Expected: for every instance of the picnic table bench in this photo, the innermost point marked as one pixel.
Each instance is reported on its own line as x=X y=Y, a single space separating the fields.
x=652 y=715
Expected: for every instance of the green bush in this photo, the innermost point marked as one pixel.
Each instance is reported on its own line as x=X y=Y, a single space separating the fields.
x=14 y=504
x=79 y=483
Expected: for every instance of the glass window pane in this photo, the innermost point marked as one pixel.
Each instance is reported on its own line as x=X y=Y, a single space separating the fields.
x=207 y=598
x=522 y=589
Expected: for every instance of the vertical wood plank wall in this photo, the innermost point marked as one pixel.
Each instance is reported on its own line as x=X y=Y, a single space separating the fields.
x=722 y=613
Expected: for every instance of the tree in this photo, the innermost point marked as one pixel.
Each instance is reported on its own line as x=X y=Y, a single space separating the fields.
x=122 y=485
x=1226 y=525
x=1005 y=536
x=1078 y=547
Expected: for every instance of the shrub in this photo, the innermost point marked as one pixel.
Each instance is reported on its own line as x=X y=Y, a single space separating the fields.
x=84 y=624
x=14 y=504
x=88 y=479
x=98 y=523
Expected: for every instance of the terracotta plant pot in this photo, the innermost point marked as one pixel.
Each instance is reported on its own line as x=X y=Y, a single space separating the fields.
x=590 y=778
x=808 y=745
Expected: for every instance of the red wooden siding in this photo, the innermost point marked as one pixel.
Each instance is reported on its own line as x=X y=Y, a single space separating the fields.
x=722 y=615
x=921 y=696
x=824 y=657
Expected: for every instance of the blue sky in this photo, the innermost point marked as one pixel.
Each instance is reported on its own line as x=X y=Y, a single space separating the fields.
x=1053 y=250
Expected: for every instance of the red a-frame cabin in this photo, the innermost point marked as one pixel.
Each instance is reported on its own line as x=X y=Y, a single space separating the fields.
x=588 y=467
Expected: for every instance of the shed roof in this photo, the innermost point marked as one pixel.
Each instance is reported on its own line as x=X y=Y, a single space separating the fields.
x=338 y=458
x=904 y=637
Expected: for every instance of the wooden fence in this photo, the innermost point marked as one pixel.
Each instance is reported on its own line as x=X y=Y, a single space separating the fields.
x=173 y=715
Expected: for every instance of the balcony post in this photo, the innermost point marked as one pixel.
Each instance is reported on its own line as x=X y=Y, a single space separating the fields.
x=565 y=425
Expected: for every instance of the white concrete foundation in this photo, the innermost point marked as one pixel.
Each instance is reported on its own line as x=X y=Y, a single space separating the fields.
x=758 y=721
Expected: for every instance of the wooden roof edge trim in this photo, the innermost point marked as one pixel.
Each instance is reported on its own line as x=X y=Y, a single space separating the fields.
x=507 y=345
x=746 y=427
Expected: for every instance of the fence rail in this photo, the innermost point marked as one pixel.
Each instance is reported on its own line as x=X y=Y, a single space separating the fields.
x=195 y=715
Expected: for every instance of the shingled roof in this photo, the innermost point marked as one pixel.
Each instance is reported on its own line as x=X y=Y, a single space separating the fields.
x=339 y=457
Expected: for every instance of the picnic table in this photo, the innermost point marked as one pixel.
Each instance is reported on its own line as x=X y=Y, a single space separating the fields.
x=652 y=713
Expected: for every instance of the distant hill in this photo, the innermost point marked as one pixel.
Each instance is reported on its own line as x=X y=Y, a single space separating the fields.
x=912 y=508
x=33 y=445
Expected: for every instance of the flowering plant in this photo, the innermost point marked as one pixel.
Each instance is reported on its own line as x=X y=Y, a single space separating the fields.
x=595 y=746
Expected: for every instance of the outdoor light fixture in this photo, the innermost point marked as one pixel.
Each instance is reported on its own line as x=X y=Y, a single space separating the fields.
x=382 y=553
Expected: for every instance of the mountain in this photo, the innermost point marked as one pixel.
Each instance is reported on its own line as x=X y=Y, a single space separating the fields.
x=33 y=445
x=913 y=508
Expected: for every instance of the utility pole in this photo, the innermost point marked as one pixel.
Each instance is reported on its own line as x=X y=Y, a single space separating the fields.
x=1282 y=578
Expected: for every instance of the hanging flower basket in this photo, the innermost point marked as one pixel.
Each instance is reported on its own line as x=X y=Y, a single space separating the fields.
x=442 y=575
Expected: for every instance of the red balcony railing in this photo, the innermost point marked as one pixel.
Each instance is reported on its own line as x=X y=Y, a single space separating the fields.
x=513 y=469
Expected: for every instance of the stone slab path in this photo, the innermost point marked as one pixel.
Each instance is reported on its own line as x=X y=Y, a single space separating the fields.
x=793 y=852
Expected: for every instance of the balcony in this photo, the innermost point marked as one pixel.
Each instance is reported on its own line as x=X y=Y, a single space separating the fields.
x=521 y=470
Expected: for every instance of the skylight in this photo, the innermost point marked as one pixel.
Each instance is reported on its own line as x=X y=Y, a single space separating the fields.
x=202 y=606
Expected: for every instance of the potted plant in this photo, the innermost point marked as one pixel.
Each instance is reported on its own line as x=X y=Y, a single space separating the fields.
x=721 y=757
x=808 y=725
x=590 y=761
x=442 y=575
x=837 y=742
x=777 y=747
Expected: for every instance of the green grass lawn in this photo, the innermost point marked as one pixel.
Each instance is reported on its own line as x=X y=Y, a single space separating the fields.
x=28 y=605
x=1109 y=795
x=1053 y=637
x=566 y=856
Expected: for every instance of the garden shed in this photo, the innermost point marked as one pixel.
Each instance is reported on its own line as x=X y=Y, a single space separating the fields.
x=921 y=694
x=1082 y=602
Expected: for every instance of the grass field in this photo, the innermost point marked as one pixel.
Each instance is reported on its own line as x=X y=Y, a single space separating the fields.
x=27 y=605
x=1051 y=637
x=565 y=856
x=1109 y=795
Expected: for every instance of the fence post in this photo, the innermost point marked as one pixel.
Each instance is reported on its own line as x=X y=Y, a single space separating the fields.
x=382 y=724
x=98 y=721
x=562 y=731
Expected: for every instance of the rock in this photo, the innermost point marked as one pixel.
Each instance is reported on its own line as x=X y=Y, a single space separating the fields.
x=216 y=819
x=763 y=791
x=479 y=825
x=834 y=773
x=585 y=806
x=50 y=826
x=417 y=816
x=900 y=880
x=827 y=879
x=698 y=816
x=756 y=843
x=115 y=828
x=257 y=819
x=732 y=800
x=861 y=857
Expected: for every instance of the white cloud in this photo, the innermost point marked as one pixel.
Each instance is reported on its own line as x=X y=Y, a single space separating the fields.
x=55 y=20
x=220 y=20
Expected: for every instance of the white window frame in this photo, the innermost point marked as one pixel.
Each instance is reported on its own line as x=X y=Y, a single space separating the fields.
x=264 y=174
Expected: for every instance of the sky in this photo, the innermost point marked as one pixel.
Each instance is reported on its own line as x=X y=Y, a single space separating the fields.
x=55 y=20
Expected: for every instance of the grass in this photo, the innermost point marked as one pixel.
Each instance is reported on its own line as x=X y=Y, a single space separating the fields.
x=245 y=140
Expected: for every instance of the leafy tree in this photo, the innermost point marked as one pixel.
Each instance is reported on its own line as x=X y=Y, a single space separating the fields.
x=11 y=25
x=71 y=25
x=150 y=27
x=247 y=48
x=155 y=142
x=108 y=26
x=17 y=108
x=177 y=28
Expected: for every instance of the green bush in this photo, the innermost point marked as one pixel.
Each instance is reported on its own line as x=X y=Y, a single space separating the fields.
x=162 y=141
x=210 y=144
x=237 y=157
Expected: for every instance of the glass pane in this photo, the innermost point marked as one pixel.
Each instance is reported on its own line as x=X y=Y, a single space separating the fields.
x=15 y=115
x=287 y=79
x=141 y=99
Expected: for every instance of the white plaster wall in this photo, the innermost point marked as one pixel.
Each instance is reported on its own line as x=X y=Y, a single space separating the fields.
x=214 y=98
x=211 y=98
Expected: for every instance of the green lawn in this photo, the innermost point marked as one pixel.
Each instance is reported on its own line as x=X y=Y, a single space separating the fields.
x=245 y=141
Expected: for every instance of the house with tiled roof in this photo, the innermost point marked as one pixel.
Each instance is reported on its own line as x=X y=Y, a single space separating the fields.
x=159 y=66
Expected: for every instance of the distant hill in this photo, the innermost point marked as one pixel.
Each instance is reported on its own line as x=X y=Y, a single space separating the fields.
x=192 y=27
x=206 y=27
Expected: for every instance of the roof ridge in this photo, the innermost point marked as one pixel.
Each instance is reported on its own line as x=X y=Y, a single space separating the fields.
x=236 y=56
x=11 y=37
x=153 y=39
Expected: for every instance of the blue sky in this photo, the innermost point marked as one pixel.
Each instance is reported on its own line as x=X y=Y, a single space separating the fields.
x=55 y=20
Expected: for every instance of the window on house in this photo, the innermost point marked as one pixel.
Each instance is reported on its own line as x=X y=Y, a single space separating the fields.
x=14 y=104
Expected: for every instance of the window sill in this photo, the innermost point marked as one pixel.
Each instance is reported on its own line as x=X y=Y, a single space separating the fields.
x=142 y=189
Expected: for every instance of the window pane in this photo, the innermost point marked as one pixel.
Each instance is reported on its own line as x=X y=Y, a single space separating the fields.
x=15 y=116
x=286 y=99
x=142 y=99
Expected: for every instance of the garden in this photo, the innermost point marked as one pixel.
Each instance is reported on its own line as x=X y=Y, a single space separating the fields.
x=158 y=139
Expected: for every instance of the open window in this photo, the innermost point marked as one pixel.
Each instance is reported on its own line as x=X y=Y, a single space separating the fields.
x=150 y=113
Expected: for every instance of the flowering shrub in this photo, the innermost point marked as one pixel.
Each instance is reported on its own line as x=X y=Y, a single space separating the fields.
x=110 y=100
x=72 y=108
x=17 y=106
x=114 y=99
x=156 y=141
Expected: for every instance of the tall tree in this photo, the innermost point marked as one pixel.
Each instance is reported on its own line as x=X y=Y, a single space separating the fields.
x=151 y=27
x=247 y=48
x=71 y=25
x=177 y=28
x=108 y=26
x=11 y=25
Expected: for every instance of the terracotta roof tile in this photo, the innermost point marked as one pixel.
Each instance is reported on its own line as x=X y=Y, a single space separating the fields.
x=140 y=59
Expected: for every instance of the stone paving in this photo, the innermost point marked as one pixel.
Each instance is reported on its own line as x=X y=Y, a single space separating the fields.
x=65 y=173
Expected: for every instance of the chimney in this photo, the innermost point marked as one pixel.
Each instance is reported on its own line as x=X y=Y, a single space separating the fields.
* * *
**Short exercise:** Rewrite everything from the line containing "Expected: for every instance of the wooden fence" down to the line containing "x=746 y=427", replacing "innermost" with "central" and leaving the rest of those lines unchanged.

**Reply to the exercise:**
Expected: for every instance of the wooden fence in this photo, the central point marked as one pixel.
Each instance is reported on its own line as x=X y=Y, a single space separating the fields.
x=173 y=715
Expected: for every instance of the balcony post in this photo, the central point marked as one pixel.
Each instance is reported on its own line as x=X y=Y, a single space separating the fields.
x=565 y=425
Expected: for every instance of the white concrete foundation in this photo, the central point marked as one pixel.
Each instance is reported on its own line as x=X y=Y, a single space separating the fields.
x=758 y=721
Expected: for every instance of the wooden roof edge trim in this photo, the central point marked as one pixel.
Each instance is reported on its own line as x=X y=Y, a single space separating the fields.
x=507 y=345
x=746 y=427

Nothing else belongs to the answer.